WRITTEN INSTRUCTION:
Repeat the data below word for word, from the line containing "man wearing cap." up to and including the line containing "[442,69,536,152]". Give only those lines.

>> start EXTRACTED INFORMATION

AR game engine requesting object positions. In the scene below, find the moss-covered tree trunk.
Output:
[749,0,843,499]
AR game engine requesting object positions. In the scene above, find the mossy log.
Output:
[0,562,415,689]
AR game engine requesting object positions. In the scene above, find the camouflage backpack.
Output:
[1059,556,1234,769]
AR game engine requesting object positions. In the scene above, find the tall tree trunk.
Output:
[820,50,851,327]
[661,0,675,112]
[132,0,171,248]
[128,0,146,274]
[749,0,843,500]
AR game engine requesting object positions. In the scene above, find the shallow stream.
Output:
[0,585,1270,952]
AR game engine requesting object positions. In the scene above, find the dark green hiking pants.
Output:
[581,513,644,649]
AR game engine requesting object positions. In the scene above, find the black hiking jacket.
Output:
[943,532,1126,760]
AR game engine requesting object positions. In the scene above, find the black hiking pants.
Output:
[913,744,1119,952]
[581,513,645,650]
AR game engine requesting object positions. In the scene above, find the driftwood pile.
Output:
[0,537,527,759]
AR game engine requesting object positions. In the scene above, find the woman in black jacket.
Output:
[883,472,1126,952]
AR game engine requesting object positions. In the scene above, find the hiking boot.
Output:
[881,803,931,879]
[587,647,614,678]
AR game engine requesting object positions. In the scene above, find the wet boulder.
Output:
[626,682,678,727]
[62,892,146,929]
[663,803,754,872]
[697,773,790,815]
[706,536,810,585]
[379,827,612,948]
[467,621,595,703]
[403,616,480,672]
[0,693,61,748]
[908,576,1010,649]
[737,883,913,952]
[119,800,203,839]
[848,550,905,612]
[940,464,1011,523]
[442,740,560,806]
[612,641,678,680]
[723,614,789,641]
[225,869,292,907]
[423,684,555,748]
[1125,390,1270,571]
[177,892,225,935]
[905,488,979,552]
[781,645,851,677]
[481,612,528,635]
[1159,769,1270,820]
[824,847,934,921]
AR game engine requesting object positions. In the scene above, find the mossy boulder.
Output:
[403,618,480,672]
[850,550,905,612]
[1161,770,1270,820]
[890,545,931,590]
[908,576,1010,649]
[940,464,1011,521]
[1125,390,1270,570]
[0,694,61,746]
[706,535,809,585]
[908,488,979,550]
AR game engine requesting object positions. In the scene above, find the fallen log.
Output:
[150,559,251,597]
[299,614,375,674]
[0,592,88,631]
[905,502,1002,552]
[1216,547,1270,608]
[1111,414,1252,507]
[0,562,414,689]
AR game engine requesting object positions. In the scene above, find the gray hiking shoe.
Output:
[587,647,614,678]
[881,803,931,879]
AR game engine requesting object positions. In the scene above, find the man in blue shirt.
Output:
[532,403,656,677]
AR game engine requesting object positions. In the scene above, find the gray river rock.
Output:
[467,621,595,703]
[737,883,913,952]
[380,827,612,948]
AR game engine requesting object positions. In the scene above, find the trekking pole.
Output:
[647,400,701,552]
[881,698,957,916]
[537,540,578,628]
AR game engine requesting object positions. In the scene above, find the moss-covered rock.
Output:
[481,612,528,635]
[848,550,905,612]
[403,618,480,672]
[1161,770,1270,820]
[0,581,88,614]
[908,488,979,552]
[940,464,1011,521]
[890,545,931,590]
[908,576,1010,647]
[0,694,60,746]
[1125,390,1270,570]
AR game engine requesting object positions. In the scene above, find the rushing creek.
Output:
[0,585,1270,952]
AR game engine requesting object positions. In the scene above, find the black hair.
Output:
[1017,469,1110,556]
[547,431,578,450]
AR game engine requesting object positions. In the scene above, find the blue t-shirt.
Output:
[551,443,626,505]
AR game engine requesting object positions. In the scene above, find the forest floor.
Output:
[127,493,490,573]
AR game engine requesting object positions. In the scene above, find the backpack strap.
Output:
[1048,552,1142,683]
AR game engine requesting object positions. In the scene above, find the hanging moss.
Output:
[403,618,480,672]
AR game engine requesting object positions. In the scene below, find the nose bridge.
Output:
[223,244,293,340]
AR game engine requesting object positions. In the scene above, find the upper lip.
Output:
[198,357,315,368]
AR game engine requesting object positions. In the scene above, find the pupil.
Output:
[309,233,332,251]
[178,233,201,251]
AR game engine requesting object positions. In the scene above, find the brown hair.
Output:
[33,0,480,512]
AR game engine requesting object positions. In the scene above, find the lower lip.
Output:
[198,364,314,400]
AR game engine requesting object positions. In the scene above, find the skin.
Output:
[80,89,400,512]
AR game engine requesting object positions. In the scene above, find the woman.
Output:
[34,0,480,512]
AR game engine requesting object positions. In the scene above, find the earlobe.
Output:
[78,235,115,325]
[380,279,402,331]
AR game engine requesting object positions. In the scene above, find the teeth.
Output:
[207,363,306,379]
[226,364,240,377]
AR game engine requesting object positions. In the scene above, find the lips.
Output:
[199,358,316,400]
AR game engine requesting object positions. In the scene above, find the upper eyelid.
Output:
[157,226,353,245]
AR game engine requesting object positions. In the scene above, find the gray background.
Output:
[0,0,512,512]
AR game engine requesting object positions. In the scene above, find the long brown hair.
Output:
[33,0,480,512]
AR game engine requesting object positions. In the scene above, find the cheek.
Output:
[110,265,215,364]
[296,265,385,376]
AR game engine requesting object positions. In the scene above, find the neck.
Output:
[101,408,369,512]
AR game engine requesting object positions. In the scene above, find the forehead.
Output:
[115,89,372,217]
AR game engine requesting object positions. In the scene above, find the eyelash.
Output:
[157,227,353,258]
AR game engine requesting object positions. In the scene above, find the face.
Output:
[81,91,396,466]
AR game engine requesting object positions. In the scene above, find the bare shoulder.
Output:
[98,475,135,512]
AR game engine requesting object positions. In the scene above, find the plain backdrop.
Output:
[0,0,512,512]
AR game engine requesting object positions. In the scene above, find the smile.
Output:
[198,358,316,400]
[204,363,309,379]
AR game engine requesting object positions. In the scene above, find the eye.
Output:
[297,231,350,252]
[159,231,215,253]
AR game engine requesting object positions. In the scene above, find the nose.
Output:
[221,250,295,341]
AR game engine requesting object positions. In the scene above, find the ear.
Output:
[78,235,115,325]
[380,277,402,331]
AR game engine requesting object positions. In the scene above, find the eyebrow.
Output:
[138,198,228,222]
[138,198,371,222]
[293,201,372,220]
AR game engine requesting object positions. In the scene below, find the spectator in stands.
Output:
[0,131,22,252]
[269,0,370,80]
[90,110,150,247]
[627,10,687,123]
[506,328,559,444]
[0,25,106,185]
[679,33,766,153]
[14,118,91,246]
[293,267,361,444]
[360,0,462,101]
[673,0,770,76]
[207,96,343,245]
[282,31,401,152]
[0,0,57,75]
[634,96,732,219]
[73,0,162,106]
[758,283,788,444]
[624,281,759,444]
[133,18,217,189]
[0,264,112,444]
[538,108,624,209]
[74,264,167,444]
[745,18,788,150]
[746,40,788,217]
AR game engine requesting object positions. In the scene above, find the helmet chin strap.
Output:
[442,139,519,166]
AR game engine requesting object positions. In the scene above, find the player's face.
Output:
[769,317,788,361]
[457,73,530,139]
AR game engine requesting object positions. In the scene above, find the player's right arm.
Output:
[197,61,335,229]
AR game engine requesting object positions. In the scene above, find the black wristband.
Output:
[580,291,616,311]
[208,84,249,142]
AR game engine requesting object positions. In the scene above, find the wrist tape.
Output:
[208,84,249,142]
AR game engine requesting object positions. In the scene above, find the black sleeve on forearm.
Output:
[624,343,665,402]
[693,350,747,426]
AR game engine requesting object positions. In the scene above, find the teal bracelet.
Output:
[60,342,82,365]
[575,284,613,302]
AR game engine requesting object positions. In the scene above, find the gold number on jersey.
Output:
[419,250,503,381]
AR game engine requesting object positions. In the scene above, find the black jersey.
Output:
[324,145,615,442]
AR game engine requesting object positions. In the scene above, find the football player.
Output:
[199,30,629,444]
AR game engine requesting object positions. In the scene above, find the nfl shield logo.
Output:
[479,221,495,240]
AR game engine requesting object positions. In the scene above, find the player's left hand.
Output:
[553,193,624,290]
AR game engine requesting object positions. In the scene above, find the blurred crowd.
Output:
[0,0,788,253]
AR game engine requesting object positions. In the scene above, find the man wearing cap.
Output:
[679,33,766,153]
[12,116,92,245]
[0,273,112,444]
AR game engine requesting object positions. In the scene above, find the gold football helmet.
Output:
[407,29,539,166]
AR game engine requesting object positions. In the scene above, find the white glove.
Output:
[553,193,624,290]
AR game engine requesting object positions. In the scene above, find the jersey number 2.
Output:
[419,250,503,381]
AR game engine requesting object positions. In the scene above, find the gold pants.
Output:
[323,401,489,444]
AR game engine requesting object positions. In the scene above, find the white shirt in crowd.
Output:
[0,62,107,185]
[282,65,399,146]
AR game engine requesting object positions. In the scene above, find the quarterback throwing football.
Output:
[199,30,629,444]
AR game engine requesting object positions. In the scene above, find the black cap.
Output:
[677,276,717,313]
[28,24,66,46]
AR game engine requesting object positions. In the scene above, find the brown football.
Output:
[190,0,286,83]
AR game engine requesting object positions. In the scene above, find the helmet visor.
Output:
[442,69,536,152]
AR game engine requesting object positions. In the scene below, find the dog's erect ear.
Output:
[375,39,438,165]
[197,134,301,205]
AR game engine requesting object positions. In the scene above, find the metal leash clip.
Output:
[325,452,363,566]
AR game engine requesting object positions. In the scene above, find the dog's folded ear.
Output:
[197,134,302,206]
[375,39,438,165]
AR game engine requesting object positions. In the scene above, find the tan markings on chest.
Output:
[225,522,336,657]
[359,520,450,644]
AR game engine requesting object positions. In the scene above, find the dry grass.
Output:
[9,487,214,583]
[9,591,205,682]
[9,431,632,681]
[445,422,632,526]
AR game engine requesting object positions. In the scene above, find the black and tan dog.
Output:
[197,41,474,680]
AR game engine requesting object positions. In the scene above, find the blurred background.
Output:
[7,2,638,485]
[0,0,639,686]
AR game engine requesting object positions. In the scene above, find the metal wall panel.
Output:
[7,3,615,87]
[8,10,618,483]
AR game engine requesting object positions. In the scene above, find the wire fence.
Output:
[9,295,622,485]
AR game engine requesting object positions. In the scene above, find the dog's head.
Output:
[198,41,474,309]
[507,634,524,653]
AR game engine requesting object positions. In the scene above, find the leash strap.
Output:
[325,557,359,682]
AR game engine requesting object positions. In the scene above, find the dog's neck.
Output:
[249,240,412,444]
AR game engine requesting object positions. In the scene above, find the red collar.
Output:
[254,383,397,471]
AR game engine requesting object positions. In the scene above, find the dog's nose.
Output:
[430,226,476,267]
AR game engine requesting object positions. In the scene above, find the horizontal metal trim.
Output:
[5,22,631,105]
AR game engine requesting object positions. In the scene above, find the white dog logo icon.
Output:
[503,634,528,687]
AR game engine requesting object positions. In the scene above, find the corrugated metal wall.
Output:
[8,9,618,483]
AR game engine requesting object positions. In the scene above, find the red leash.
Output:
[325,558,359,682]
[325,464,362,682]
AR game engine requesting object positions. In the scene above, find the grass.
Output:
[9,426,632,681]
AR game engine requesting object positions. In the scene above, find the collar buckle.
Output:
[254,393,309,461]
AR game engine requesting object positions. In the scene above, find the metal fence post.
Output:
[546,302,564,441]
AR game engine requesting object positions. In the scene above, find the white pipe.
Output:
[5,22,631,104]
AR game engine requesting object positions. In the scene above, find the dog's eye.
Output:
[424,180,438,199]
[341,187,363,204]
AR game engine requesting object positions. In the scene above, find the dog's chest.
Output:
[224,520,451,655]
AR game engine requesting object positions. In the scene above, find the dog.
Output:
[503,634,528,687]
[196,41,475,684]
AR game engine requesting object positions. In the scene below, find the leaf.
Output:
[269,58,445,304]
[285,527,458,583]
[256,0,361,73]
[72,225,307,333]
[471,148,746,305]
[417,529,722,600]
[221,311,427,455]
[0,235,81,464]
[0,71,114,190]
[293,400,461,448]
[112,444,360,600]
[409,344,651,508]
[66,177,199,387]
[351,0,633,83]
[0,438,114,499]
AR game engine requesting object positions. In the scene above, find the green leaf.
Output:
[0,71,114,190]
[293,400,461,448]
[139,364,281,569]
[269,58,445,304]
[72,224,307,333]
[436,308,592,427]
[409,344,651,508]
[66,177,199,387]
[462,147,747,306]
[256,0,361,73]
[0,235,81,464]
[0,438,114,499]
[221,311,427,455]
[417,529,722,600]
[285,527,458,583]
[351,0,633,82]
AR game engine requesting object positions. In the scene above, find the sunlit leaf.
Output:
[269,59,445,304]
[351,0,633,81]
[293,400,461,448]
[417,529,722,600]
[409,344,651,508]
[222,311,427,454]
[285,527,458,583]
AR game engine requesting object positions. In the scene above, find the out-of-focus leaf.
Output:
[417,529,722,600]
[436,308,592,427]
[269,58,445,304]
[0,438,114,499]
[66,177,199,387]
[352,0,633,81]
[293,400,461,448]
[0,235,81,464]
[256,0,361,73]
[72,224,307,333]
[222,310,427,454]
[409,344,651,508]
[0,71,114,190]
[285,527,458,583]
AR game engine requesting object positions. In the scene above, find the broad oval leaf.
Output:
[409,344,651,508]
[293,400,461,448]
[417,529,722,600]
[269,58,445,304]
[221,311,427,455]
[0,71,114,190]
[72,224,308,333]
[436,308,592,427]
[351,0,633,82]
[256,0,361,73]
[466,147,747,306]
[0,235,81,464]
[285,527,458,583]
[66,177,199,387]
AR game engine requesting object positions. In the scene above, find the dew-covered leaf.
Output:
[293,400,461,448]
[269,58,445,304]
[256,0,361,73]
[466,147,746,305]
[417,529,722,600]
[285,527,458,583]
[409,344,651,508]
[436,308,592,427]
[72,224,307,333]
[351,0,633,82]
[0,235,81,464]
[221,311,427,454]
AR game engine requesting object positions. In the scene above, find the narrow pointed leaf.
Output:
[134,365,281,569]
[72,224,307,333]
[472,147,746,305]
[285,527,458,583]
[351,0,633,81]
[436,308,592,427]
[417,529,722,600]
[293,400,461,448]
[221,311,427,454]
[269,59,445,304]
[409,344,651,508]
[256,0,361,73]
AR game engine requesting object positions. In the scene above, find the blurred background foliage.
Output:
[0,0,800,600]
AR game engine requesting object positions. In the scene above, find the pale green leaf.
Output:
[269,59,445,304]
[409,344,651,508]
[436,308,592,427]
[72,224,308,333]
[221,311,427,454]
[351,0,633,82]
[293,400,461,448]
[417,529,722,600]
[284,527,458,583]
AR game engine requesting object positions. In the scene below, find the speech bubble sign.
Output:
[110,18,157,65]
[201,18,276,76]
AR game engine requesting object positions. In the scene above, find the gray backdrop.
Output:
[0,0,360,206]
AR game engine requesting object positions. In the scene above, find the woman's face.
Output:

>> end EXTRACTED INFORMATION

FINAL ANSWER:
AR game engine requesting object positions. In the scene above, find the man wearing cap.
Output:
[679,33,766,153]
[12,116,92,245]
[0,273,112,444]
AR game engine requesting object positions. In the scene above, find the gold football helmet.
Output:
[407,29,539,166]
AR game engine requesting object positions. In the scene above, find the white glove.
Output:
[553,193,624,290]
AR game engine requesting object positions. In the scene above, find the jersey number 2.
Output:
[419,250,503,381]
AR game engine requesting object positions. In the scene above, find the gold pants.
Output:
[323,401,489,444]
AR game engine requesting object positions. In the scene above, find the white shirt in crowd.
Output:
[0,62,107,185]
[282,65,399,146]
AR game engine requesting object positions. In the scene above, find the quarterback throwing football.
Output:
[199,30,629,444]
AR game engine requesting object positions. In the scene above, find the black cap.
Output:
[677,276,717,313]
[28,24,66,46]
AR game engine requesting object positions. In the scene above, find the brown football.
Output:
[190,0,286,83]
AR game engine requesting object positions. In the scene above, find the helmet visor.
Output:
[442,69,536,152]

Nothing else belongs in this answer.